>>

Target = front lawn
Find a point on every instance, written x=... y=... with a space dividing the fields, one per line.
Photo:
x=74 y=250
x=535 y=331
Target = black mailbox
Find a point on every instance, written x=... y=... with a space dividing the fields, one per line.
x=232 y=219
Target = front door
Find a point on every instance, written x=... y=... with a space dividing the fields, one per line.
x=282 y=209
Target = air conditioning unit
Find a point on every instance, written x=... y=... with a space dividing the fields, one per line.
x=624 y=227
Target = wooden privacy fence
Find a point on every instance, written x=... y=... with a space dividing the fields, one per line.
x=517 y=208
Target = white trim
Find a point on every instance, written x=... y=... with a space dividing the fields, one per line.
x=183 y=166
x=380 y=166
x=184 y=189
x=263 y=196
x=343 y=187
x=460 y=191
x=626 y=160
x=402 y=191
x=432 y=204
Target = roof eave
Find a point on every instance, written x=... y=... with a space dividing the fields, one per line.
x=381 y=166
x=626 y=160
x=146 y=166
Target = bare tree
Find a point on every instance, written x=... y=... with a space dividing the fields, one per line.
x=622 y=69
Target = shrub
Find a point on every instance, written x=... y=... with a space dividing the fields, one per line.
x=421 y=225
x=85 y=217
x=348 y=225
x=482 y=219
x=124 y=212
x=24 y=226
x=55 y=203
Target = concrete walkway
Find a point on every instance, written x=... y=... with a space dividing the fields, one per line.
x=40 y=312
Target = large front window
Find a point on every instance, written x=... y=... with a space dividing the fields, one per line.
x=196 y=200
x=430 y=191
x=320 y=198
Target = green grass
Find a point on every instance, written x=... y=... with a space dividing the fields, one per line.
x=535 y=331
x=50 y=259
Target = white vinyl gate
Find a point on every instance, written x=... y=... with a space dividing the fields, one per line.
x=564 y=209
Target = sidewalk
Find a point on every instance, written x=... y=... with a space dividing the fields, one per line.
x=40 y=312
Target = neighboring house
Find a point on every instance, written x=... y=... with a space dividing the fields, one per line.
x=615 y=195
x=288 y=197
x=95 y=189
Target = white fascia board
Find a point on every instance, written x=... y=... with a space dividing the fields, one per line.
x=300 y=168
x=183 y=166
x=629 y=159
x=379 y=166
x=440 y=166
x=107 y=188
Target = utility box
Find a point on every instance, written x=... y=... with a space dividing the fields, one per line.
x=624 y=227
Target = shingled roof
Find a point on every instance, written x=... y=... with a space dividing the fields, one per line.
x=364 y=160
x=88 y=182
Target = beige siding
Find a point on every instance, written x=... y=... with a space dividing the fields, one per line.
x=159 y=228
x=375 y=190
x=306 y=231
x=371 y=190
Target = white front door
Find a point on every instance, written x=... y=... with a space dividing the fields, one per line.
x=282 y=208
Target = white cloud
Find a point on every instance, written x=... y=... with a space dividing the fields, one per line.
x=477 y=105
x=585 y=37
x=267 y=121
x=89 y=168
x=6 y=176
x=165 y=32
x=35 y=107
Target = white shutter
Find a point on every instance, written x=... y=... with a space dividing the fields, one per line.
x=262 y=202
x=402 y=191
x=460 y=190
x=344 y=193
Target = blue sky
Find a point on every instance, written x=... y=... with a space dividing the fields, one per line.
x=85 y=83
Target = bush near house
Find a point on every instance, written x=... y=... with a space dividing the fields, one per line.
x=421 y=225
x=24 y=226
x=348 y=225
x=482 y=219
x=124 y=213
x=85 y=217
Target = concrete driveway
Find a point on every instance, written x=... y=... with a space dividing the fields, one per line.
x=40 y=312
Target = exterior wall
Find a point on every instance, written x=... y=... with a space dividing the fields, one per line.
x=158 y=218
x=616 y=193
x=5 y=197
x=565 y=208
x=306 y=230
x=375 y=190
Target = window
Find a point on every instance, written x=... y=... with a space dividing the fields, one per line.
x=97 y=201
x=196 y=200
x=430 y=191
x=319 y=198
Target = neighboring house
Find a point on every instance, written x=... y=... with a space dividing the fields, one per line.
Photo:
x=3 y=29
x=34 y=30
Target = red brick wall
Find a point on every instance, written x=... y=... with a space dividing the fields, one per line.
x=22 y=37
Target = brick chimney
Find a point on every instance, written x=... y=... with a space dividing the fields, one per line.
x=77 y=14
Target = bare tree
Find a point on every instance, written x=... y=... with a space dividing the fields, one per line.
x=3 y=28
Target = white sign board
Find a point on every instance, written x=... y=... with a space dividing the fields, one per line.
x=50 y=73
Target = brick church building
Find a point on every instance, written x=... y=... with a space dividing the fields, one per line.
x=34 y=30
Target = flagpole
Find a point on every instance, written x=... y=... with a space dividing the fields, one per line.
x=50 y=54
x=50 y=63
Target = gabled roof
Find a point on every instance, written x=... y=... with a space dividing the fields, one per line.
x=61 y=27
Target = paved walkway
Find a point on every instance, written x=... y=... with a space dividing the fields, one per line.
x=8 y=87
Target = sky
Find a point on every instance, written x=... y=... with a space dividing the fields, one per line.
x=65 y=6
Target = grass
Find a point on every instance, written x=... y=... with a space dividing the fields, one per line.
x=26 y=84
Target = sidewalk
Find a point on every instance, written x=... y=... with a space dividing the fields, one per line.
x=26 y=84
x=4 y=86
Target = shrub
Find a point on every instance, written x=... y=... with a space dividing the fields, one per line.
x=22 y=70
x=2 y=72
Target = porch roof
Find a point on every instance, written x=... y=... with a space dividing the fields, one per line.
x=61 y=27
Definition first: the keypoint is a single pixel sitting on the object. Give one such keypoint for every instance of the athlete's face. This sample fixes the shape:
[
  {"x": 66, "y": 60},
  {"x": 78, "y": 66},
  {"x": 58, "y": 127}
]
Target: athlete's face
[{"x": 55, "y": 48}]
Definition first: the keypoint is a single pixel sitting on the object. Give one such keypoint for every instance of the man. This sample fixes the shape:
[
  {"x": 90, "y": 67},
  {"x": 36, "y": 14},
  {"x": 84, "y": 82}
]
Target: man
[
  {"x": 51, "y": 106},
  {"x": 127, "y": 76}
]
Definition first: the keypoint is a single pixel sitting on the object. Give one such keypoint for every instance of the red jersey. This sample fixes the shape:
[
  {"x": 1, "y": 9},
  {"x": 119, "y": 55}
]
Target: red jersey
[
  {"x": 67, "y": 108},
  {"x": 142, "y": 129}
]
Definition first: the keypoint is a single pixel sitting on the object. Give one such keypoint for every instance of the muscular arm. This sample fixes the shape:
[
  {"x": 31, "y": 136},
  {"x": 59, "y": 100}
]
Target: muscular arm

<<

# [Task item]
This exercise requires the number of lines in the entries holding the word "keypoint", written alone.

# [Your solution]
4